=== Document passage ===

Re: 4N DNA area, but WIDE!!

From: Antony Bakke (bakkea@ohsu.edu)
Date: Tue Jan 12 1999 - 17:03:25 EST


This group of cells are clumps of two cells.  On your data plot there
are also clumps of three cells at the 6N position.  The advantage of the
DNA area vs. width plot is the ability to gate these clumps out of your
analysis excluding them from the G2M cluster.  However, the increased
width measurement depends on the cells lining up as they traverse the
laser beam.  In general this works due to hydrodynamic focusing of the
sample stream inside of the sheath.  However, it is not 100% effective.
There will still be some cell clumps that tumble and present only one
cell width as they cross the laser instead of two and these will remain
in the G2M cluster.  This is described in "Clinical Flow Cytometry"
edited by Bauer, Duque and Shankey.


Best regards,
Tony Bakke


Antony C. Bakke, Ph.D.

===

### Work to be completed
Translate this sentence from the reply about DNA area versus width plots into Spanish: "In general this works due to hydrodynamic focusing of the sample stream inside of the sheath."

=== Recorded information ===

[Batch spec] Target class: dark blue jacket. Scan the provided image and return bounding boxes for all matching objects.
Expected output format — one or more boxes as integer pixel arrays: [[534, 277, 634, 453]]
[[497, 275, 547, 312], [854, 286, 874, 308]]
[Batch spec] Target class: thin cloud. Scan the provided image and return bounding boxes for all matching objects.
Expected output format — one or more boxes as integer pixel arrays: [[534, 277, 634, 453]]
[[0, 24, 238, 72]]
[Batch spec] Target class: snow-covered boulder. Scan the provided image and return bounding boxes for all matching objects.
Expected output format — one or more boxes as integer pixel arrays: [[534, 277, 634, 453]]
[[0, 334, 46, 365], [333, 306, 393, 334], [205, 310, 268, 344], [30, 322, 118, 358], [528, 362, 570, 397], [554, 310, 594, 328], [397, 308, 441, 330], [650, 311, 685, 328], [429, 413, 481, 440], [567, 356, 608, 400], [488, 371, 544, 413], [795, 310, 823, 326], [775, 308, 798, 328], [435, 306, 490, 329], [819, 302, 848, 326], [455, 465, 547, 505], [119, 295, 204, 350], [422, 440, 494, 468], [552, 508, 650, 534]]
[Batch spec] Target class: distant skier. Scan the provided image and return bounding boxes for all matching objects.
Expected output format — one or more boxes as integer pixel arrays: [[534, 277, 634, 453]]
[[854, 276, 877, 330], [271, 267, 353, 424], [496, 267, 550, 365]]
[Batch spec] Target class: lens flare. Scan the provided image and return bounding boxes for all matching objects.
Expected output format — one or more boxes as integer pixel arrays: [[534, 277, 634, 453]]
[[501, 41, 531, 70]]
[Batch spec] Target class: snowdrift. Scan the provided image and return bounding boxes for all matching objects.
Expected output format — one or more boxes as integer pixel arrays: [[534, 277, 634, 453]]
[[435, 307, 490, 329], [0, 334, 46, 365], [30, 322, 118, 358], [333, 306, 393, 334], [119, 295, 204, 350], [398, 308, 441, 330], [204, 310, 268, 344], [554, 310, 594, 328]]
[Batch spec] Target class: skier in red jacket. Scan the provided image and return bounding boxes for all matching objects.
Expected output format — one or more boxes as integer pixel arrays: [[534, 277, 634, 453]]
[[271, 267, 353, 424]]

===

### Solution
En general, esto funciona gracias al enfoque hidrodinámico de la corriente de muestra dentro de la vaina.